__Aim of the exercise__:
Answer these questions from the review of Nana below:
(a) What rating out of 10 does the review give the film?
(b) Which later Renoir film does the review connect to Nana trying the scandalous dance?
(c) Which G.W. Pabst film does the review name as a companion piece?

__Given text__:
+--

Review of Nana

Nana (1926)
7/10
NANA (Jean Renoir, 1926) ***
6 June 2007
This is the first Jean Renoir Silent film I have watched and perhaps rightly so since it is generally regarded to be his best, besides being also his first major work. Overall, it is indeed a very assured and technically accomplished film which belies the fact that it was only Renoir’s sophomore effort. For fans of the director, it is full of interesting hints at future Renoir movies especially THE DIARY OF A CHAMBERMAID (1946) and THE GOLDEN COACH (1952) – in its depiction of a lower class femme fatale madly desired by various aristocrats who disgrace themselves for her – but also THE RULES OF THE GAME (1939) – showing as it does in one sequence how the rowdy servants behave when their masters' backs are turned away from them – and FRENCH CANCAN (1955) – Nana is seen having a go at the scandalous dance at one point. Personally, I would say that the film makes for a respectable companion piece to G.W. Pabst’s PANDORA’S BOX (1928), Josef von Sternberg’s THE BLUE ANGEL (1930) and Max Ophuls’ LOLA MONTES (1955) in its vivid recreation of the sordid life of a courtesan.

+--

Dataset records:
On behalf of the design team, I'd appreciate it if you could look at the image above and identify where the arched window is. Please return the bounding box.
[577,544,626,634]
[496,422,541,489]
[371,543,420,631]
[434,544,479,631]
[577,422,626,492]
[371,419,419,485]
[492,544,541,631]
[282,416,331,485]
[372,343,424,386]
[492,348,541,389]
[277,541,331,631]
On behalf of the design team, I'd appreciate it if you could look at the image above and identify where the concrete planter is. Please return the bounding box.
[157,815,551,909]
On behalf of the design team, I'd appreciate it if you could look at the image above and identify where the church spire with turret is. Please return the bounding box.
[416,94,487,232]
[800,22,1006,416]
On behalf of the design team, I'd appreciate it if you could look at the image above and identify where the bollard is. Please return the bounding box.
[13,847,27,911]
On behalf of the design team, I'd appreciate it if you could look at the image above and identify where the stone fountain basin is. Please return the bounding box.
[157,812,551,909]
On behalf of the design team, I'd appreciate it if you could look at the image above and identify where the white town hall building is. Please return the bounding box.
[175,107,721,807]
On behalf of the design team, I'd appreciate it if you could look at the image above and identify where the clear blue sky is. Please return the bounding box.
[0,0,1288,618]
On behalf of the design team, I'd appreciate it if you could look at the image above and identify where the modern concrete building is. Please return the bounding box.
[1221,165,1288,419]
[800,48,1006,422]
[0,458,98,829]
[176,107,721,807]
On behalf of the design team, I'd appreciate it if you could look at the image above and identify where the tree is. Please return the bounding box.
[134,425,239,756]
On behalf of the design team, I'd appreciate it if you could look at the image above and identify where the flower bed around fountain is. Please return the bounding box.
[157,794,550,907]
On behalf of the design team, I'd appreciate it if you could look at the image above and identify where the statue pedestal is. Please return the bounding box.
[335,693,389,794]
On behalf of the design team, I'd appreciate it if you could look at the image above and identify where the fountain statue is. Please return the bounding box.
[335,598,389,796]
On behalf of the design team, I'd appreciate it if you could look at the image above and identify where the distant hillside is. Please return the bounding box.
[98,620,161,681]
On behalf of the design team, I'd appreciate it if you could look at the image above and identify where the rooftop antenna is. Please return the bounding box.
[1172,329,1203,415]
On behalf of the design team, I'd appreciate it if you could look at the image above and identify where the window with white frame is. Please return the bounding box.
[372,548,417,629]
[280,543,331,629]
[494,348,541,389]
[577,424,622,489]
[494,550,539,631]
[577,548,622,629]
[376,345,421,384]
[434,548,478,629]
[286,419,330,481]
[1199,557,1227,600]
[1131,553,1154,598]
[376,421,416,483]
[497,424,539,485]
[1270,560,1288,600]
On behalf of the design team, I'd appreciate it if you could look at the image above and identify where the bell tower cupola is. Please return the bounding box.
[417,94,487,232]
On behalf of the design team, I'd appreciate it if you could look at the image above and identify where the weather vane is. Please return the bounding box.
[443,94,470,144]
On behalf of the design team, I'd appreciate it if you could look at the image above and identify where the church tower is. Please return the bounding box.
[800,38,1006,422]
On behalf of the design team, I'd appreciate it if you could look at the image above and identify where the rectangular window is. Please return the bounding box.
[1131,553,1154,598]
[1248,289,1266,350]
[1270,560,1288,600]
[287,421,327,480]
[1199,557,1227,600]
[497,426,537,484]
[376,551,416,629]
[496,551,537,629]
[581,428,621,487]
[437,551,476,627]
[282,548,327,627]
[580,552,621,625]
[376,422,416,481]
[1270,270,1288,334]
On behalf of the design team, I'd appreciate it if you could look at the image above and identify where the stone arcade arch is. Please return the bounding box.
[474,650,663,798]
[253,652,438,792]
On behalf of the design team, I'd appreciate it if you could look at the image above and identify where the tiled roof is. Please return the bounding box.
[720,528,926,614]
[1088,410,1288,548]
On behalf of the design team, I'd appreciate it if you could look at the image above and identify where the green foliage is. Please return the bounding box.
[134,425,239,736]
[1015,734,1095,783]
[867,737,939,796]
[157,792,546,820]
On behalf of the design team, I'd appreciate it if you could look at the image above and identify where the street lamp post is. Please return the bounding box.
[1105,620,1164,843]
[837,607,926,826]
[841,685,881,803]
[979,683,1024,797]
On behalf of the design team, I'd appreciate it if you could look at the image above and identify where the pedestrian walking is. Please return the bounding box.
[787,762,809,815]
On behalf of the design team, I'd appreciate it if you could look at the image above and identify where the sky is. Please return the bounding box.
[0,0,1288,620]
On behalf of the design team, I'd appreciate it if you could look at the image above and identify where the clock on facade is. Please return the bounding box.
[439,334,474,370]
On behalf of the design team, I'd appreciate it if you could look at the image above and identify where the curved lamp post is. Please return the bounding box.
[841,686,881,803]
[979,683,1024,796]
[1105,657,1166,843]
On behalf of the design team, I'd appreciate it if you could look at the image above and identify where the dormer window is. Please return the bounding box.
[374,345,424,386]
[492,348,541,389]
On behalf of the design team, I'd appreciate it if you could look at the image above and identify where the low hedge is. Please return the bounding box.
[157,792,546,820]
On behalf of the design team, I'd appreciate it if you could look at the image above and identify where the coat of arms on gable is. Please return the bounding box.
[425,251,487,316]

+--

__Response below__:
(a) 7/10
(b) FRENCH CANCAN (1955)
(c) PANDORA'S BOX (1928)